__READING PASSAGE__.
= = = =

# Shackleford Mushrooms, Surrey - May '12



## Breesey (May 29, 2012)

Was driving back from another Surrey explore when I spotted this place. Looked interesting, so I made a note to go back and have another look. The villagers seemed to have a somewhat "this is a local derelict building, for local people" attitude but I perservered. 

Shackleford Mushrooms unfortunately closed in 2008, and were declared solvent in 2009 as a result of increased production of mushrooms from overseas - Irish, Dutch and Polish mushrooms all being more attractive to supermarkets. They seemed to have strong links to Tesco's, judging by all the marketing in place being Tesco's related. The closure of the place resulted in 80 people losing their jobs, and another blow to Surreys industry. 

The owner, Peter Davies said "Labour costs in Poland for instance are way down on what they are here, so our price has been pretty much fixed. We're caught in the price war, and we just aren't getting any increases in price for our produce." 

It seems as though the company was officially incorporated on 25th November 1953 - meaning it was about 55 years old when it closed. 

It's hard to find much more information, but it seemed that Large Open mushrooms were their specialty, with their old website having this to say: "The large open mushroom, because of it's maturity, has much more flavour and texture than button mushrooms". 

The site is apparently due to turn into a housing development, with at least 9 affordable homes. Therefore, I have no qualms posting these up. 

Anyway, on to a very nice relaxing explore on a very nice evening:

So I walked in to find a very surreal building. Turns out it's roof had caved in, but it looked very futuristic! 







Causing considerable structural damage.











Very windswept feeling to this place











There was a random caravan in the grounds - looked like it had just been abandoned one day, full of stuff.











The second untouched router I've seen in a derelict building in a week - do pikeys not like fast secure networks?











It's hard to work out, but a company once known as The Southern Mushroom Company is now known as The Organic Mushroom Company (as of 2008), and supplied the likes of Waitrose. They are now based in Peterborough.

= = = =

__INFORMATION PROVIDED__.
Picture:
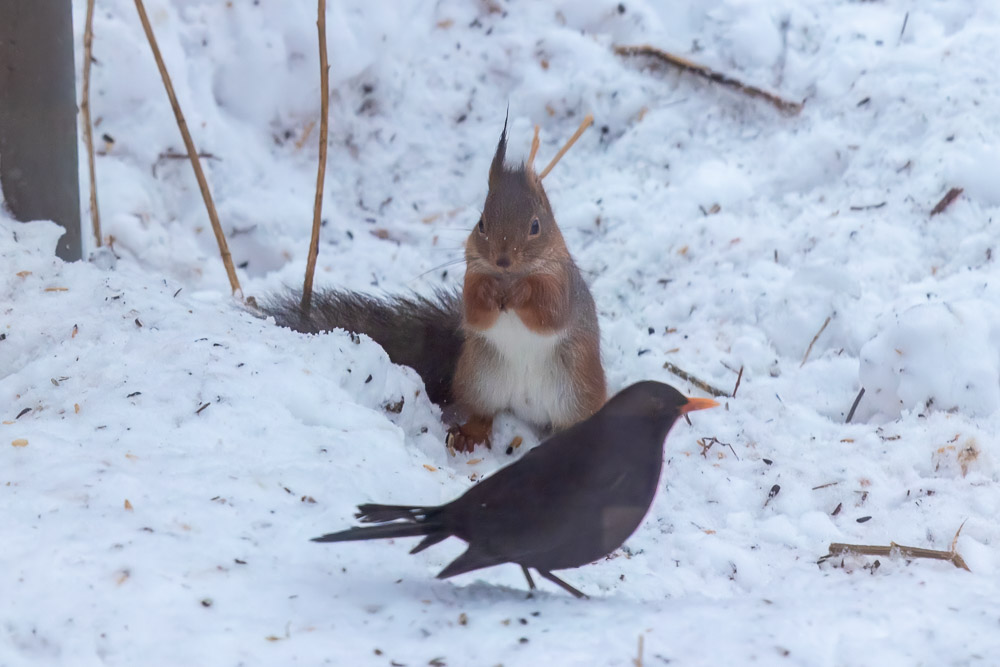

= = = =

__WORK TO COMPLETE__. Transcribe everything in the Shackleford Mushrooms post above, from "So I walked" down to "considerable structural damage.".

__CORRECT RESPONSE__.
So I walked in to find a very surreal building. Turns out it's roof had caved in, but it looked very futuristic! 







Causing considerable structural damage.